● **Job**: Quote verbatim the lines below, from the line containing "In the photo provided above, tightly box each grass field." through the line containing "[7,336,1200,898]", including both of those lines.

· · · ·

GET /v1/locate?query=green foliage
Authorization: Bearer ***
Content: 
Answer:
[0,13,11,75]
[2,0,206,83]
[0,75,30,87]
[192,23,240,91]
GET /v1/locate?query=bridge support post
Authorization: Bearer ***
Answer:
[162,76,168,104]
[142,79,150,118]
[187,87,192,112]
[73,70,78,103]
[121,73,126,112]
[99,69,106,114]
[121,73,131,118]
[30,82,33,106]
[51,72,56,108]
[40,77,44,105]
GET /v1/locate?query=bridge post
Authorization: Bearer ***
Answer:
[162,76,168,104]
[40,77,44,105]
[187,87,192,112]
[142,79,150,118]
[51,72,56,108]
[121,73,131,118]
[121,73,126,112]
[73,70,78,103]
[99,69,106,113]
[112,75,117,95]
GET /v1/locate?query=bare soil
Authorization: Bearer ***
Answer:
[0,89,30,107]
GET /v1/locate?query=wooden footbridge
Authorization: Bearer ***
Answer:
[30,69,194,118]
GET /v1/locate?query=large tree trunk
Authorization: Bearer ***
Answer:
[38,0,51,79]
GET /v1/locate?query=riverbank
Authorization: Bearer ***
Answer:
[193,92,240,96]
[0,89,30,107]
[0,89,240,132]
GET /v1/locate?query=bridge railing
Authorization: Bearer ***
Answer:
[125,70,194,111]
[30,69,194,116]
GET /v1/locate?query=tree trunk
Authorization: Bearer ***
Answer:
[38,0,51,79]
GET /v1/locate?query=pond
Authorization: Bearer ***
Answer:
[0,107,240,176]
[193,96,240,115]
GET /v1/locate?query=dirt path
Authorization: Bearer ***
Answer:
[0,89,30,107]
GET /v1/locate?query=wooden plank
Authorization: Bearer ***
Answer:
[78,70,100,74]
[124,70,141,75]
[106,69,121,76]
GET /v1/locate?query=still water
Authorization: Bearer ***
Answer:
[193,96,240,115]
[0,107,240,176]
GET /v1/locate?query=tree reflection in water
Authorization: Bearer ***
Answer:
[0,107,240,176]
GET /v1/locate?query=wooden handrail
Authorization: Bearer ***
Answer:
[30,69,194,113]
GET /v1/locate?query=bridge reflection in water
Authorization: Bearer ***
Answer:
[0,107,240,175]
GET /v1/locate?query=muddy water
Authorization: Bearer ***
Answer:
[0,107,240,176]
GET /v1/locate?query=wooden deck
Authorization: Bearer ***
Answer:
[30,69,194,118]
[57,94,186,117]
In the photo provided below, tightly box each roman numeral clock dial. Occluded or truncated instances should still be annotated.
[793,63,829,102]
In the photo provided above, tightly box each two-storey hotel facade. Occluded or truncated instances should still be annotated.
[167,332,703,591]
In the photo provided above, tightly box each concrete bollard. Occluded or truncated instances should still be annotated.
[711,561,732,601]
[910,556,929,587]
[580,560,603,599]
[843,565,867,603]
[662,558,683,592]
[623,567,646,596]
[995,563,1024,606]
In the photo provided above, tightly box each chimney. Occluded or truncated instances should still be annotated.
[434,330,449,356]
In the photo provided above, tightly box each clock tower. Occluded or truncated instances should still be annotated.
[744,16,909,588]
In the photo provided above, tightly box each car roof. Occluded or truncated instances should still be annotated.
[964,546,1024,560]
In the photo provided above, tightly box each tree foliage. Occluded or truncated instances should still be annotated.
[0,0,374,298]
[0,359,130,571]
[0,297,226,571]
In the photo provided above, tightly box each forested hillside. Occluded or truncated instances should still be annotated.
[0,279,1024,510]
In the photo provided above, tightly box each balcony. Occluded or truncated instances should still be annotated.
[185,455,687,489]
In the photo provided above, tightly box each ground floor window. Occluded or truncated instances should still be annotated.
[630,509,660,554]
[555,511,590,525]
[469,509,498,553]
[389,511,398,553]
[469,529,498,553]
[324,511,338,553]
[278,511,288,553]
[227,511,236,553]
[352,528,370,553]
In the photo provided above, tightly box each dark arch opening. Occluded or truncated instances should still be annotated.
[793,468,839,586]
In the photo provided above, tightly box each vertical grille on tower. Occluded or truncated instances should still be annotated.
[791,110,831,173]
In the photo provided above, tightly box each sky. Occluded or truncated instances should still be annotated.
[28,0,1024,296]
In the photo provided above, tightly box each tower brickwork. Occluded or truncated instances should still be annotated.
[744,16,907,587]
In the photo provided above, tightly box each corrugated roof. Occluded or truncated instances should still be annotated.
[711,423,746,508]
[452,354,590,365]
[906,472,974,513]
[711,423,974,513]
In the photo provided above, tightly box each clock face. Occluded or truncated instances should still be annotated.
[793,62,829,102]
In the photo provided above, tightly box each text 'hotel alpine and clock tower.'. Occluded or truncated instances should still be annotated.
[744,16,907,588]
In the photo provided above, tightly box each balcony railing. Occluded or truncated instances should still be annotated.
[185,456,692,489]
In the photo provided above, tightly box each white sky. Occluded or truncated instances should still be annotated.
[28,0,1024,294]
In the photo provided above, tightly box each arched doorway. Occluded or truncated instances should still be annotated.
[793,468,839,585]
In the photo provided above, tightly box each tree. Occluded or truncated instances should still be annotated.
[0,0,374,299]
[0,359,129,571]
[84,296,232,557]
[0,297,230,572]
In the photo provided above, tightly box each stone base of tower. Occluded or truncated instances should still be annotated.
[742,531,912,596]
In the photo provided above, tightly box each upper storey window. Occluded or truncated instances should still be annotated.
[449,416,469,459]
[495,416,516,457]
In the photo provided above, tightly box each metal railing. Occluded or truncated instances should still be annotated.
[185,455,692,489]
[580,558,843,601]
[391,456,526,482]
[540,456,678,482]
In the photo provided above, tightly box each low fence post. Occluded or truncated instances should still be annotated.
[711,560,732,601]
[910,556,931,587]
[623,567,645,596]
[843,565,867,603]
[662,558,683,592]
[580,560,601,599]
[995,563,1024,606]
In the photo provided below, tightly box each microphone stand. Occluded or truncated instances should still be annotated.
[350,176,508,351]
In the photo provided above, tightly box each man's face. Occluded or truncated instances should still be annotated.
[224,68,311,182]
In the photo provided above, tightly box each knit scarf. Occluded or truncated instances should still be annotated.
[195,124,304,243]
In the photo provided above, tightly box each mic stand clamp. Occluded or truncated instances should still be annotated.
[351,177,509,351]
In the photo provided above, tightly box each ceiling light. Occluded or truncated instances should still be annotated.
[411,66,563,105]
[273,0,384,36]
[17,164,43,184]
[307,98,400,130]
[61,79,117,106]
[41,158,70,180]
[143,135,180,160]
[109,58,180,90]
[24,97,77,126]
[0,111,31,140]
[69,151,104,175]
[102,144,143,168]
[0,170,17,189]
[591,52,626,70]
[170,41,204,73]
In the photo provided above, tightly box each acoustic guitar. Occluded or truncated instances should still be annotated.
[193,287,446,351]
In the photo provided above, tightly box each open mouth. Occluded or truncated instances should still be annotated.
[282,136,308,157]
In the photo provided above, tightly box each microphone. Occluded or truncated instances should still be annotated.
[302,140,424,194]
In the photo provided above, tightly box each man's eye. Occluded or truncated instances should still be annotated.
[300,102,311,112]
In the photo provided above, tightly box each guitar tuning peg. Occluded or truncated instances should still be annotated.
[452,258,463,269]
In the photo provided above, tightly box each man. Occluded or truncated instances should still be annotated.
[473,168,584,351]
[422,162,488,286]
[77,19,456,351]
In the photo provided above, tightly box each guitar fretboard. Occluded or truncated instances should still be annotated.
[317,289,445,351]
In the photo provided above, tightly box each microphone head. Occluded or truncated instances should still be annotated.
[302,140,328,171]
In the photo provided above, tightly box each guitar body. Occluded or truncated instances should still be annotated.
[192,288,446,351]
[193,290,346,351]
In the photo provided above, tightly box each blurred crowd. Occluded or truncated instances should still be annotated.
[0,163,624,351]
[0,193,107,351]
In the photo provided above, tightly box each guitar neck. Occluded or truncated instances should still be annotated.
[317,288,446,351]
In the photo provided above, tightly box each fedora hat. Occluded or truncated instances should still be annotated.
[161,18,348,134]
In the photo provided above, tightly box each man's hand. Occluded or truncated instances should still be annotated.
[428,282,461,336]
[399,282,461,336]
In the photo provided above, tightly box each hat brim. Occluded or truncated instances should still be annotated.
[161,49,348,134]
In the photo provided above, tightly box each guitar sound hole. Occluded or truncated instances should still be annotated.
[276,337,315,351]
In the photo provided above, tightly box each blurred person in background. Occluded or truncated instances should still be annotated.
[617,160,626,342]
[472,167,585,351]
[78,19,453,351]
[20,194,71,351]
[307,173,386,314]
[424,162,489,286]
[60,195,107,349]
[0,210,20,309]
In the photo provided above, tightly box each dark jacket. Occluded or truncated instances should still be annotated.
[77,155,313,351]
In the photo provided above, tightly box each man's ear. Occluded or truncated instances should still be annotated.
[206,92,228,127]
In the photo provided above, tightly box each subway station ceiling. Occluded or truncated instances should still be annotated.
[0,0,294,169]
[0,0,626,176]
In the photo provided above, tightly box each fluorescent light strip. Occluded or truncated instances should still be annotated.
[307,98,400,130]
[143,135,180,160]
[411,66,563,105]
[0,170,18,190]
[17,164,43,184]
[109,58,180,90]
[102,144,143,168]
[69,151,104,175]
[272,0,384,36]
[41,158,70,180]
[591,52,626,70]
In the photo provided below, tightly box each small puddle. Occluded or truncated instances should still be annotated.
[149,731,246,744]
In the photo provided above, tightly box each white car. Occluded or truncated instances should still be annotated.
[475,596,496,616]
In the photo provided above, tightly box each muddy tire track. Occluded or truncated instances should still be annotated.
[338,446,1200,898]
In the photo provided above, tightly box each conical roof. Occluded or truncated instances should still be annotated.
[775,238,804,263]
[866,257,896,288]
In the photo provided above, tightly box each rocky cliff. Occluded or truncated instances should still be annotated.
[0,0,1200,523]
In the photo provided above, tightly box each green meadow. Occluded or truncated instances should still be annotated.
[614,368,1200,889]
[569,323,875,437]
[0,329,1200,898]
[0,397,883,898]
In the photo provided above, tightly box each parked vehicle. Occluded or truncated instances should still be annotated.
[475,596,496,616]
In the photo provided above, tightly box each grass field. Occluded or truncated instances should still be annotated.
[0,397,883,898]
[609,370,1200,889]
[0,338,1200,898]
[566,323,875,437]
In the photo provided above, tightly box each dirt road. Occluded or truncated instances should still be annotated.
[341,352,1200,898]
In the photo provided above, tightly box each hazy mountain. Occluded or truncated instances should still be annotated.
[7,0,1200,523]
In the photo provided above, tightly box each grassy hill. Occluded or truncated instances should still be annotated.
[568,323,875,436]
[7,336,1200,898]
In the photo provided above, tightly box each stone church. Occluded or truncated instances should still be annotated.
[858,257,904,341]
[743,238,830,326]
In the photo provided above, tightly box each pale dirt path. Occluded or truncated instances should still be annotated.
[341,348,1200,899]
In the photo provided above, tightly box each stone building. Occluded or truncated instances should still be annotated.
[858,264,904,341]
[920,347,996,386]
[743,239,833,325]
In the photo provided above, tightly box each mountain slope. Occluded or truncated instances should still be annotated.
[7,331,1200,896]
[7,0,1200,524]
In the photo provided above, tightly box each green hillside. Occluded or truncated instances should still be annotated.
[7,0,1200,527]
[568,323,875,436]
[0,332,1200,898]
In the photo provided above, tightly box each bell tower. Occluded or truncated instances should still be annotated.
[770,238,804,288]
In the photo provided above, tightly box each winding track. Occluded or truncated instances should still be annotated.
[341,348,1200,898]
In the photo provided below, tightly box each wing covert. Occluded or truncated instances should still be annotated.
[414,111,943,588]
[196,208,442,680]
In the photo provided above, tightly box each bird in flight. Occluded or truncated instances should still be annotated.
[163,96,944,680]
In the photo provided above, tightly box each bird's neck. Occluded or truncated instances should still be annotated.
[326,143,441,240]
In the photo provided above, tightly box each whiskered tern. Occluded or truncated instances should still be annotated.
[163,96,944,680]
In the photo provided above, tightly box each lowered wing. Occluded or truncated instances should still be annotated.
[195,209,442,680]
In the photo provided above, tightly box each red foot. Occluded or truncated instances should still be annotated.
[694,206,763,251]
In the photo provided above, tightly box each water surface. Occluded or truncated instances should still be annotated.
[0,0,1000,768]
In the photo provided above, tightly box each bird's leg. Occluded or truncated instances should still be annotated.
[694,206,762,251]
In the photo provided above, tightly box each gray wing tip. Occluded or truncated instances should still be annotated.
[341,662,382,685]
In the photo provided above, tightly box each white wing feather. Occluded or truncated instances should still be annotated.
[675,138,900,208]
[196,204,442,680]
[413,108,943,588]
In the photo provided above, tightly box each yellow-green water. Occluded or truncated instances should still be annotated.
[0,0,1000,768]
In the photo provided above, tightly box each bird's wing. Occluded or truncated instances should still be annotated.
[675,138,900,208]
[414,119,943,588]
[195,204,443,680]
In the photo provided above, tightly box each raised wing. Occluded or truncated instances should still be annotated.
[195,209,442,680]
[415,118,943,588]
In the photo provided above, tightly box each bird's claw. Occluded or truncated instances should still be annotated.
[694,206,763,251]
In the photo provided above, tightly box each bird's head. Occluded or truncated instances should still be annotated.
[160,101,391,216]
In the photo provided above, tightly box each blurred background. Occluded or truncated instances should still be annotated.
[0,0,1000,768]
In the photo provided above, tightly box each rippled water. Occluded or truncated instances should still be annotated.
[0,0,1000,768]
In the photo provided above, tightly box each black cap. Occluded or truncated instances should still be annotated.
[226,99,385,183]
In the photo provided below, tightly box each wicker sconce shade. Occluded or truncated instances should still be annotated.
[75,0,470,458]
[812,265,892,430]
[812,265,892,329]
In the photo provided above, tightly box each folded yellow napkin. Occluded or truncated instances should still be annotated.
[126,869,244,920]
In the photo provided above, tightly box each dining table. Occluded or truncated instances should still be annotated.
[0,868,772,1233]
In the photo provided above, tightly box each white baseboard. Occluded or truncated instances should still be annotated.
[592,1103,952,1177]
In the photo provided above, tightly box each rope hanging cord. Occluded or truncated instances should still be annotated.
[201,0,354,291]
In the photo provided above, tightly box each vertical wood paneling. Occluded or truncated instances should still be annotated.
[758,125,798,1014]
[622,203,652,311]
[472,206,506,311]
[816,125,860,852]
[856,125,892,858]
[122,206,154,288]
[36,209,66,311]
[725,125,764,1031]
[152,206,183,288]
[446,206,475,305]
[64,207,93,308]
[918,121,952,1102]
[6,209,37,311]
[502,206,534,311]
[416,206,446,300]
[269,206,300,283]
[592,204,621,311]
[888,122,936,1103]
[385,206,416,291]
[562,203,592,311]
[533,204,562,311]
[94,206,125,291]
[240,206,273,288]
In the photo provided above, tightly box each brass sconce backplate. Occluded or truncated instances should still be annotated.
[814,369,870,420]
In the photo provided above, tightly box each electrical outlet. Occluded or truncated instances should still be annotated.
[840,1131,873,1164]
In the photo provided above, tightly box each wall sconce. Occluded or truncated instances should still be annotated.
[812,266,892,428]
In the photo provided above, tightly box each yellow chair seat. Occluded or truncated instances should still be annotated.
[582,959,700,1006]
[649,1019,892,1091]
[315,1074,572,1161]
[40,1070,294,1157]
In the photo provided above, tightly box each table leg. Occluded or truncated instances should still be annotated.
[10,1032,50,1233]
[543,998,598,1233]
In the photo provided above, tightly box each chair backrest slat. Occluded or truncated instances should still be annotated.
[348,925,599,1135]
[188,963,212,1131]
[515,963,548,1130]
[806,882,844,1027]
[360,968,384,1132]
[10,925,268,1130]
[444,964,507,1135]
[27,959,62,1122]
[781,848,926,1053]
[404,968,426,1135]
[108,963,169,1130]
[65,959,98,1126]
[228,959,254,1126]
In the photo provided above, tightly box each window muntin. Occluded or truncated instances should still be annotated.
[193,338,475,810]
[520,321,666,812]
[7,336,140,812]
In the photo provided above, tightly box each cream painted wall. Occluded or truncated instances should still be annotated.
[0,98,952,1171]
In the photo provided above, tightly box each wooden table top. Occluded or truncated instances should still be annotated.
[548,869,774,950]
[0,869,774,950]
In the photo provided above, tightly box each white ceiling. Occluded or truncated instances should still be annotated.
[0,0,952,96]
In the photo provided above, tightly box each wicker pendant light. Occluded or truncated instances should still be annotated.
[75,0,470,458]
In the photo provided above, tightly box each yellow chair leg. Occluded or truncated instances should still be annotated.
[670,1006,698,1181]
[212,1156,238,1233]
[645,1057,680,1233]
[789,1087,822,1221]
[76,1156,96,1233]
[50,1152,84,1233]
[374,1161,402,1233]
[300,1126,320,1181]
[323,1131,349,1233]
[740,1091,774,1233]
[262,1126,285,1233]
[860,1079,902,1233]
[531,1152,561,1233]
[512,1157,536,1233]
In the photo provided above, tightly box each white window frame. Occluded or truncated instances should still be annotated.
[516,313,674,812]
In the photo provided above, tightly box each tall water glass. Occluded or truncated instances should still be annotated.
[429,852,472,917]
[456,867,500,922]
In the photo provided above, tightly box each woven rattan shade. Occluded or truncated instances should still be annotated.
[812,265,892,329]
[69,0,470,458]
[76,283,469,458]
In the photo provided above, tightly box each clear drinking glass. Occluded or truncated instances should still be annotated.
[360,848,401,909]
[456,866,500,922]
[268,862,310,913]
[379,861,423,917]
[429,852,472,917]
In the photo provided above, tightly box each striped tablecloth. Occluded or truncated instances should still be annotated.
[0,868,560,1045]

· · · ·

● **Exercise solution**:
In the photo provided above, tightly box each grass field. Occluded or truncated instances should still be annotated.
[0,397,883,898]
[609,370,1200,889]
[0,338,1200,898]
[566,323,875,437]
In the photo provided above, tightly box each dirt road. Occluded or truncated instances should still be annotated.
[341,352,1200,898]
In the photo provided above, tightly box each hazy mountain. Occluded or truncated instances should still be annotated.
[7,0,1200,523]
In the photo provided above, tightly box each grassy hill. Occluded or truncated instances should still be annotated.
[568,323,875,436]
[7,336,1200,898]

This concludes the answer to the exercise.